Work to complete
Reproduce all of the data below line by line, requests included, shifting every answer point by adding 90 to both its x and y coordinates. Keep the numbers in the requests and their format samples unchanged.

Information given

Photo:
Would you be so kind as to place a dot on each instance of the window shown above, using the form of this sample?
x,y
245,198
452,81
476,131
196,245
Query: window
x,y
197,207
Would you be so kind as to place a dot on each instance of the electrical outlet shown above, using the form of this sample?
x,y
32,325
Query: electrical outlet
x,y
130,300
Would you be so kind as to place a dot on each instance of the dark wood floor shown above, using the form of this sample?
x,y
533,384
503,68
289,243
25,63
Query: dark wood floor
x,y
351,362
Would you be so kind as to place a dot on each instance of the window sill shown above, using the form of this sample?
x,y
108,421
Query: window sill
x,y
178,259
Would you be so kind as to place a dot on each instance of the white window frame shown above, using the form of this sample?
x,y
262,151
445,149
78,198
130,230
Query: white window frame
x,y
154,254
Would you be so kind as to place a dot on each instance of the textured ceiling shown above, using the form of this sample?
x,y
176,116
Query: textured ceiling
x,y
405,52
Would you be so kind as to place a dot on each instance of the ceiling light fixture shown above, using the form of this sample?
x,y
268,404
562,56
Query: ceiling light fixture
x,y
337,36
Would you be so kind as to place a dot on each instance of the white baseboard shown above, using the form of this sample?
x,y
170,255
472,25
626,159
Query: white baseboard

Solution for this problem
Photo:
Would you be so kind as to place a dot on each instance of the window shown above, using the form of this sample?
x,y
245,198
452,81
476,131
196,245
Query: window
x,y
287,297
Would you be so kind as to place a dot on each instance of the electrical outlet shown above, using the form of this sample?
x,y
32,325
Query: electrical outlet
x,y
220,390
Would you be so kind as to place a dot on each instance of the dark wood floor shown above, using the form of this sample?
x,y
533,384
503,68
289,243
25,63
Query: dark wood floor
x,y
441,452
Would you be so kind as to place a dot on each instance of the window sill shown above, using the form of this sample?
x,y
108,421
Query: window sill
x,y
268,349
Would you be so kind as to place a dot on each instance of the white window frame shown above, using the form of this sample?
x,y
262,151
445,149
78,198
130,230
Query: white window frame
x,y
244,344
Would you be so kind as to place a dot on each instance of the textured ceiling shown above, using the form of this sample?
x,y
176,116
Query: textured ceiling
x,y
495,142
Would you be so kind as to place a dot on each instance of the ceiling light fixture shown above, using the form of this sample?
x,y
268,404
562,56
Query: ceiling light fixture
x,y
427,126
Would you be so kind as to place a dot on each instance of the white baseboard shown above, using the form of this sample?
x,y
170,255
472,25
626,159
Query: white baseboard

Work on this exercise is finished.